TASKS FOR THIS EXERCISE:
1. According to the architecture issue introduction, who designed the Anastasis church in Saint-Jacques-de-la-Lande?
2. Pick up the architecture issue introduction after its final sentence and carry it forward.

# SOURCE DOCUMENT start

Cult or culture – what is it? Well, both certainly. In this issue, we’re presenting a whole range of classical cultural buildings, but also two edifices which are devoted to religious cult.
Within living memory, particularly ecclesiae have made one’s mark as supporter of an ambitious building culture – as they do nowadays, for example in Saint-Jacques-de-la-Lande (Brittany), where Pritzker Prize laureate Álvaro Siza has built the Anastasis church, or in Hiroo, Tokio, where Tadao Ando, another Pritzker Prize laureate, has interpreted the Holy Trinity with his 21st Century Christ Church.
Let’s dwell some more time in Japan: Tsuruoka Cultural Hall is the newest Opus of Kazuyo Sejima + Ryue Nishizawa / SANAA, another Pritzker Prize laureates. The multifunctional building appears as a group of structures with different heights which sum up to a harmonic whole. The Stuttgart-based office Lederer Ragnarsdóttir Oei Architekten had to manage a Herculean task in their hometown: They had to transform a mansion – which had been converted into a library during the 1960’s – into a municipal museum. With its original facades and a contemporary interior it is an excellent example for confident modern architecture within a historical context.

# SOURCE DOCUMENT end
# ROWS start

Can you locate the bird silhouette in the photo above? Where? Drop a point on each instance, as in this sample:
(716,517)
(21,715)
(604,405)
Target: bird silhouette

# ROWS end

RESULTS OF THE TASKS:
1. Álvaro Siza

2.
As a prelude of our world-wide cult(ure) journey, we observe two cultural buildings of Rem Koolhaas / OMA – the forth and last Pritzker Prize laureate in this issue – which were erected at the same time on two different continents: the National Library of Qatar at Doha and BLOX, a multifunctional building at Copenhagen with the Danish Architecture Center as main tenant. In an interview Ellen van Loon – she was mainly responsible for both buildings – allows insights into the different cultures and the long and complex formation processes.
Finally, we take you along to Mexico, to Boca del Río, a suburb of Veracruz, where Rojkind Arquitectos constructed a veritable center for the local, world-wide unique music and culture scene: Foro Boca with its three-storey atrium for special stagings is an evidence that even in countries with permanent social crises great (building) culture is possible, thanks to private engagement.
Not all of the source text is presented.